[START SELECTED TEXT]

Abstract Scope |
Welding procedures can be designed resulting in large savings of time and money. Currently, procedure parameters are determined by previous experience or trial and error, and their suitability is determined by codes and standards. Welding engineering is different to many other engineering disciplines, in which the distinguishing role of the engineer is their responsibility of design. In welding, the term “weld design” is restricted to the engineering design of a welded joint subject to loads, but says little of how those joints need to be made. When it comes to welding procedures, welding engineers’ activities are closer to those of a scientist, or an engineering technologist.
The current approach to procedure development seldom makes significant use of the knowledge of welding science developed during the last 100 years. This makes sense because trial and error in welding is relatively cheap, while the laws of nature involved are many and diverse. Also, the vast majority of welding is performed in steel, with little incentive to generalize the learnings. Procedures for other common materials systems, such as aluminum are developed around specific knowledge, with little transfer of knowledge between material systems. One shortcoming of this approach is that new materials or welding processes require building a repository of knowledge almost from scratch.

[END SELECTED TEXT]
[START MATERIAL SHOWN]

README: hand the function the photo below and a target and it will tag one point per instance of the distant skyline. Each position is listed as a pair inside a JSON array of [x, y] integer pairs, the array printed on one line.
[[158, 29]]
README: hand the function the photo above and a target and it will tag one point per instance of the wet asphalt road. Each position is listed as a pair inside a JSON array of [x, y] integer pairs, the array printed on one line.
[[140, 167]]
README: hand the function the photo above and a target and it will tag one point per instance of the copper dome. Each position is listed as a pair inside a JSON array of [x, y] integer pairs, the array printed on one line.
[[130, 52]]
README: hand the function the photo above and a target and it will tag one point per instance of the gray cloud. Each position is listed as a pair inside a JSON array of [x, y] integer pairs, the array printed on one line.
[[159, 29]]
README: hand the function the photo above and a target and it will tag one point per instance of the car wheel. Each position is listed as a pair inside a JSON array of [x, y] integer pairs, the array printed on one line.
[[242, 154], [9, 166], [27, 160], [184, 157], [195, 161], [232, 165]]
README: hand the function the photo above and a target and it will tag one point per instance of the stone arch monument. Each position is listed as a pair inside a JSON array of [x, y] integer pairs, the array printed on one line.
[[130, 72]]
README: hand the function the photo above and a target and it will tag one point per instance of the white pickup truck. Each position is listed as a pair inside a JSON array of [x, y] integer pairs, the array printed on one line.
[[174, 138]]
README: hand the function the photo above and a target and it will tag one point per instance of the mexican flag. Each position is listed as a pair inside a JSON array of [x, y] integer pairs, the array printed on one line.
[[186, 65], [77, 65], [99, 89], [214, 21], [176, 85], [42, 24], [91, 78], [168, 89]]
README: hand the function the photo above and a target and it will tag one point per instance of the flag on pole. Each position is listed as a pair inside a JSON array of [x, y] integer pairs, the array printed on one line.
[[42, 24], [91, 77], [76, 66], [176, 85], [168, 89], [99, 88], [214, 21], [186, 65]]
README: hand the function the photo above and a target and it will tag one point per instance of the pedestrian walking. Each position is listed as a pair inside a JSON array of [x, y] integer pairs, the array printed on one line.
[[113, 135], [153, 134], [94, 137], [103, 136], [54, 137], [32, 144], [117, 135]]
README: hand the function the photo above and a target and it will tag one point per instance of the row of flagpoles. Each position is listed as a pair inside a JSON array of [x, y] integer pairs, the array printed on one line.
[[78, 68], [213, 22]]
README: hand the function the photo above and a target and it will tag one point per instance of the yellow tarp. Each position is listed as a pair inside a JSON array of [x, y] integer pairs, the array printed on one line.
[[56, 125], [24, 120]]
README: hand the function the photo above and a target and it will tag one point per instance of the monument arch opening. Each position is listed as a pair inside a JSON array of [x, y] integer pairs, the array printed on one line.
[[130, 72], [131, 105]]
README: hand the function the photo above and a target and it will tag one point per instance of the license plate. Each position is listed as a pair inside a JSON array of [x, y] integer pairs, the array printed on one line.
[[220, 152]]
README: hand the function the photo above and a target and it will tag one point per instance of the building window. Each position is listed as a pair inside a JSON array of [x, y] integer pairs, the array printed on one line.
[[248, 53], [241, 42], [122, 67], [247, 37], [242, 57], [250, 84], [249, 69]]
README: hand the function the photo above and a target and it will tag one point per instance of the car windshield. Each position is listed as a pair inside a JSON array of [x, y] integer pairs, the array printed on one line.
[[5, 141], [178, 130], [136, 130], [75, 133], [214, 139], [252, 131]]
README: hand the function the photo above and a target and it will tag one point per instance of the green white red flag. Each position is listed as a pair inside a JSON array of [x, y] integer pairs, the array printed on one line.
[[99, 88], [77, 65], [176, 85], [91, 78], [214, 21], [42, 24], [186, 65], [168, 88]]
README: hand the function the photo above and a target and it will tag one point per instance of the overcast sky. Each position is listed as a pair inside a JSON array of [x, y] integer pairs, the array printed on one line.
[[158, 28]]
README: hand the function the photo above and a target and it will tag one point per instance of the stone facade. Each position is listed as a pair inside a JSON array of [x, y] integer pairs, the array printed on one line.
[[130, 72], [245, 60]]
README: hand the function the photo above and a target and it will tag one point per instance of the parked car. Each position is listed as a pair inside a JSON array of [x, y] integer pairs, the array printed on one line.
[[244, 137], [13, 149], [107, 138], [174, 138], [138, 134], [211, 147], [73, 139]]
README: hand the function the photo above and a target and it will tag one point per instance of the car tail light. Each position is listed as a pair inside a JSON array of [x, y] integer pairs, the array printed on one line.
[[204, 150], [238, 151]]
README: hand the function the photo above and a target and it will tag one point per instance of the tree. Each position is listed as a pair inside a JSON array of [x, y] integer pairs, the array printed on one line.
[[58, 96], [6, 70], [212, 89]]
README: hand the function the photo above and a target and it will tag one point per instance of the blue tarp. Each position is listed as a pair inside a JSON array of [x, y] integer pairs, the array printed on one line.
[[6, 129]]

[END MATERIAL SHOWN]

*REQUIRED WORK*.
• 1. Decide whether each statement agrees with the passage on welding procedure development, answering yes or no and quoting the words from the passage that settle it. (a) Welding procedure parameters are currently set by previous experience or trial and error. (b) Trial and error in welding is expensive. (c) Procedures for aluminum draw heavily on knowledge carried over from steel.
• 2. Extend the passage on welding procedure development, picking up after its final sentence.
This material is unrelated to the passage on welding procedure development.

*SET OF ANSWERS*.
• 1.
(a) Yes: "procedure parameters are determined by previous experience or trial and error"
(b) No: "trial and error in welding is relatively cheap"
(c) No: "with little transfer of knowledge between material systems"

• 2.
Additive manufacturing is likely to have a radical influence on welding. Both welding and additive manufacturing share the same fundamental principle of moving heat source, almost always also involving melting. People versed on welding often see additive manufacturing as a particular case of welding; however, it might well be that welding is a particular case of additive manufacturing, and that the different way of thinking of additive manufacturing will be of good help to welding.
An obvious difference between additive manufacturing and welding is that the bead size is often of the order of magnitude of the component being made. Also, the “interpass temperature” is more difficult to control, and can grow to levels seldom seen in welding. Automation, sensing, and control are an intrinsic part of additive manufacturing, while for welding they are often not essential.
A less obvious difference is that while a welding operation might exist for its whole life welding steel, in additive manufacturing, the expectation is that the selection of materials is much broader. This expectation is closer to machining operations than to welding.
Because of the needs to deal with a diverse range of materials, more complex heat transfer, and the need for sensing, control, and automation, the additive manufacturing community is active in finding an engineering approach to determine procedure parameters and to predict system behavior based on the physical phenomena involved.
Much of the knowledge needed for additive manufacturing of metals has already been developed for welding, but not generalized. As the additive manufacturing community uses existing welding knowledge to develop an engineering approach, much of this engineering is likely to come back into welding in the form of a different philosophy in which understanding, sensing, and control are expected; and based on the experience of additive manufacturing, can also be delivered.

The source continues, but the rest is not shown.